=== ARBEITSANWEISUNG 1 ===
Nenne alle politischen Parteien, die im Redeauszug zur Krankenhausplanung vorkommen.
=== ARBEITSANWEISUNG 2 ===
Gib den Abschnitt des Redeauszugs zur Krankenhausplanung wörtlich wieder, beginnend mit „Und, meine Damen“ und fortlaufend bis einschließlich „auch die Notfallversorgung.“.
=== ARBEITSANWEISUNG 3 ===
Führe den Redeauszug zur Krankenhausplanung im Anschluss an seinen letzten Satz fort.

=== ÜBUNGSTEXT ===
────────────────

Und, meine Damen und Herren, mit dem Mantra der Ambulantisierung wird doch auch nur davon abgelenkt, welche gravierenden Folgen die Schließungen von Krankenhäusern in einem Flächenland wie dem unsrigen haben werden. Denn dort, wo ambulante Behandlungen um 17 Uhr enden, geht das Personal in den Feierabend; dann endet auch die Notfallversorgung.
Bei den vielen alltäglichen Unfällen und Krankheiten muss man aber immer innerhalb von maximal 30 Minuten eine erreichbare Erstversorgung ermöglichen, um Schlimmeres zu verhindern. Es braucht daher eine Verzahnung von ambulanter und stationärer Versorgung. Die strikte Unterscheidung zwischen den Sektoren bei Planung und Versorgung muss zugunsten einer sektorenübergreifenden integrierten Bedarfsplanung überwunden werden.
Deswegen müssen wir mit einer Krankenhausentwicklungsplanung - die Betonung liegt auf „Entwicklungsplanung“ - genau das angehen. Um das zu tun, müssen wir eine grundlegende Entscheidung treffen, die Planungsregionen der Gesundheitsversorgung benennen. Dabei reicht es nicht, das Land jeweils um eine Uniklinik herum in zwei Teile zu teilen. Deswegen schlagen wir vor, fünf Planungsregionen einzurichten.
Das Gute: Sie müssen diese nicht erfinden, zuschneiden oder einteilen. Diese gibt es nämlich bereits im Landesentwicklungsplan. Das ist die beste Grundlage für einen Krankenhausentwicklungsplan eines Flächenlandes mit dem Ziel der Herstellung einer flächendeckenden und wohnortnahen Versorgung auf gleichem Niveau im städtischen und im ländlichen Raum.
(Beifall bei der LINKEN)
Und das Ganze muss jetzt passieren. Dafür muss auch das politische Pingpong aufhören. Es kann nicht sein, dass SPD-Minister Lauterbach aus dem Bund heraus die Schuld den CDU-Ländern zuschiebt, die CDU-Länder wiederum der SPD im Bund. Das mögen die politisch Verantwortlichen noch als Wettkampf betrachten. Es tut aber eines nicht: den Menschen helfen.
Meine Damen und Herren! Je länger das Abwarten bei Ihnen in der Landesregierung und in den Koalitionsfraktionen dauert, desto verunsicherter werden die Mitarbeitenden in den Krankenhäusern, aber auch die Patient*innen. Es darf zu keinen weiteren Schließungen von Stationen oder von ganzen Einrichtungen kommen.
(Unruhe)

────────────────

=== BEREITGESTELLTES MATERIAL ===

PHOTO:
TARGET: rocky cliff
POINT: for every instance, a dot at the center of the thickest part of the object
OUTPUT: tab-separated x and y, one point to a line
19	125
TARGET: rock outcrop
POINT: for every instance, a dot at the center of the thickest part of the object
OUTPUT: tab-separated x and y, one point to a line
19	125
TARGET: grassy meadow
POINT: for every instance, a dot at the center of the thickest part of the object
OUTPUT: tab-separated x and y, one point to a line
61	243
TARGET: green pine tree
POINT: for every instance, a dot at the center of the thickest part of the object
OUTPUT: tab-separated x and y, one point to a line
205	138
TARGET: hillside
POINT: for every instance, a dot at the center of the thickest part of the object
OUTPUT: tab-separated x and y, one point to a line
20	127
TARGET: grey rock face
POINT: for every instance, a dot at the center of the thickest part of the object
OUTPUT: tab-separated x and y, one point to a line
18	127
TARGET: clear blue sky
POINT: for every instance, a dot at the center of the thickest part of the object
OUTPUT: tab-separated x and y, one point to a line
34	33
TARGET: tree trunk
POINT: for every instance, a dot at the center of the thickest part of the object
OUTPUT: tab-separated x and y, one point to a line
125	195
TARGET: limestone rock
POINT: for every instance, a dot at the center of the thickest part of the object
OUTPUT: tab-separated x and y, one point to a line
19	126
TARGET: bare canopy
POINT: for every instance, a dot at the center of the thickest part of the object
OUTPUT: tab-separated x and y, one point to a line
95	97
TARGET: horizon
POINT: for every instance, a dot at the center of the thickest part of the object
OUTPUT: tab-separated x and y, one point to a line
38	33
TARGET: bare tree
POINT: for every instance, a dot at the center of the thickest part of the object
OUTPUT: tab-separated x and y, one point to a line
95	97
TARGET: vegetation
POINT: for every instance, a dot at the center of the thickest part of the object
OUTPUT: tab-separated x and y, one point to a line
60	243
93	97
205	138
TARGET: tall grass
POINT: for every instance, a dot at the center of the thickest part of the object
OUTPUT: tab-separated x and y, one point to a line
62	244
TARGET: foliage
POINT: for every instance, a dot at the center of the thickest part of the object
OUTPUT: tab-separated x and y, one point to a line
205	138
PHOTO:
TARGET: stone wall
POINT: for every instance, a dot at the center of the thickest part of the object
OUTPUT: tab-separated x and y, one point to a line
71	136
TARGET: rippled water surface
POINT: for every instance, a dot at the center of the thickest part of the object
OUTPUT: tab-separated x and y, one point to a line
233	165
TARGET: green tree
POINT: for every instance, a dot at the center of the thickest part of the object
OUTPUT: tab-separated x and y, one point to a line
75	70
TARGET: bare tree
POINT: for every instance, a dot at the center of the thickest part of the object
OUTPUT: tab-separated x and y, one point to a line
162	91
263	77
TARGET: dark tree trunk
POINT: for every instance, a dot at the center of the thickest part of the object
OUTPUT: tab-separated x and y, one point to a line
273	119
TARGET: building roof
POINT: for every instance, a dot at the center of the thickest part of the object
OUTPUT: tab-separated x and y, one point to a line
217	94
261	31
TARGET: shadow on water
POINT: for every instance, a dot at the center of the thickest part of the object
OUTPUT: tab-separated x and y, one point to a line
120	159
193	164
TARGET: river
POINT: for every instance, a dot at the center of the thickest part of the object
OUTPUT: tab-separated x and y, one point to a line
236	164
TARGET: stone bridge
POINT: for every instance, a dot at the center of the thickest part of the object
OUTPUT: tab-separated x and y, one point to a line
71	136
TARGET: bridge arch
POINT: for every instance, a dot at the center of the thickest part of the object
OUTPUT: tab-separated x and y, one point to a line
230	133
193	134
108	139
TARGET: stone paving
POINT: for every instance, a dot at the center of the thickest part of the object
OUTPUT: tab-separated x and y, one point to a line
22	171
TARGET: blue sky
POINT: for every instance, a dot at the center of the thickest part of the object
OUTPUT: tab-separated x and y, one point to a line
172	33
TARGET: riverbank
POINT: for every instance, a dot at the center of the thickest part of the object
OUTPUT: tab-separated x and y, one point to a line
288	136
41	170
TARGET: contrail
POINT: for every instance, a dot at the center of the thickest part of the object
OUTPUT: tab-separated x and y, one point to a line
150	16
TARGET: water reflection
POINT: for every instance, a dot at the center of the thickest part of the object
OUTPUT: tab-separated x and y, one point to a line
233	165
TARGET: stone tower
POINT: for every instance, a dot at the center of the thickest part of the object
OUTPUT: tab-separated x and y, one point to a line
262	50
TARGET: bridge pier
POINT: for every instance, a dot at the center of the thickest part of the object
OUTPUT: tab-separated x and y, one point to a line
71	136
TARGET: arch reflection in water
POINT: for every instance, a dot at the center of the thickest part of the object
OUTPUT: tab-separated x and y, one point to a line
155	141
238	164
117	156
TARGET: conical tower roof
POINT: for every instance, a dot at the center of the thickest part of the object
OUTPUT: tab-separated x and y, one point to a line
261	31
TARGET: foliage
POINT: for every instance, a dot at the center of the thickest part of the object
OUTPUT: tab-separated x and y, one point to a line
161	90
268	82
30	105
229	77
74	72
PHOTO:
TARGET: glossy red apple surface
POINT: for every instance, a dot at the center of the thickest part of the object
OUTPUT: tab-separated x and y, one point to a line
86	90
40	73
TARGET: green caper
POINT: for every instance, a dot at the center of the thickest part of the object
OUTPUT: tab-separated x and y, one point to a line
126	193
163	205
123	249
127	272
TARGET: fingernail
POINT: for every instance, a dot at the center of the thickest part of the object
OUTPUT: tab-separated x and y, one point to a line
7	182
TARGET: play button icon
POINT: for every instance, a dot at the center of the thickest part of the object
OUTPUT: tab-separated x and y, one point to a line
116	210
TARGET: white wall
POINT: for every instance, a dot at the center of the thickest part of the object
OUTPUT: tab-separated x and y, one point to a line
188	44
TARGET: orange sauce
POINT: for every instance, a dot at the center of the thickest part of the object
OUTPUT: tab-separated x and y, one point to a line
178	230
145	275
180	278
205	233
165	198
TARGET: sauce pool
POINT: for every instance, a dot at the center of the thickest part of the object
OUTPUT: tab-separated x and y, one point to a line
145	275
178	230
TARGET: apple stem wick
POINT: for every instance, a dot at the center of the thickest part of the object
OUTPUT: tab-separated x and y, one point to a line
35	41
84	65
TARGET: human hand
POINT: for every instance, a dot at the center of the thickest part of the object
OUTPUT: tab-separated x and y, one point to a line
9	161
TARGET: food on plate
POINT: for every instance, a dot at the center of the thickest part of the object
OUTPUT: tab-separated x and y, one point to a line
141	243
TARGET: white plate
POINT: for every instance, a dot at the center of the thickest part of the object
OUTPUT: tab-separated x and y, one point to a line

────────────────

=== ENDGÜLTIGE ANTWORT 1 ===
LINKE, SPD, CDU

=== ENDGÜLTIGE ANTWORT 2 ===
Und, meine Damen und Herren, mit dem Mantra der Ambulantisierung wird doch auch nur davon abgelenkt, welche gravierenden Folgen die Schließungen von Krankenhäusern in einem Flächenland wie dem unsrigen haben werden. Denn dort, wo ambulante Behandlungen um 17 Uhr enden, geht das Personal in den Feierabend; dann endet auch die Notfallversorgung.

=== ENDGÜLTIGE ANTWORT 3 ===
Diese kalte Marktbereinigung wird nicht nur gesundheitlichen Schaden im Land anrichten. Die Landesregierung muss daher heute und nicht erst morgen die Frage beantworten, wie die Versorgung in Sachsen-Anhalt durch welche Krankenhäuser sichergestellt werden soll; denn ein zweites Havelberg braucht es nun wirklich nicht.
(Unruhe bei der AfD)
Die Havelberger*innen warten seit nunmehr vier Jahren
(Lachen bei der AfD - Zuruf: Die warten vor allem auch draußen!)
auf ein MVZ oder ein IGZ - es wird ja bald abwechselnd beides angekündigt ,
(Zuruf: Draußen werden sie auch warten!)
aber seit vier Jahren werden die Menschen in Havelberg noch immer von der Ministerin um Geduld gebeten.
(Zurufe)
Wie viel Geduld kann man aber aufbringen, wenn die Gesundheitsversorgung vor Ort wohnortnah nicht vorhanden ist?
(Unruhe)
Immer wieder Beruhigungspillen für die Menschen zu verordnen, wirkt nicht. Sie lassen es, bitte, nicht zu, dass Havelberg oder Genthin Blaupausen für dieses Land werden!
(Beifall bei der LINKEN - Lachen bei der AfD)
Mit unserem Antrag, meine Damen und Herren, wollen wir die Defizite der Träger bis zur Reform ausgleichen; denn nur so können wir eine durchdachte Krankenhausplanung angehen.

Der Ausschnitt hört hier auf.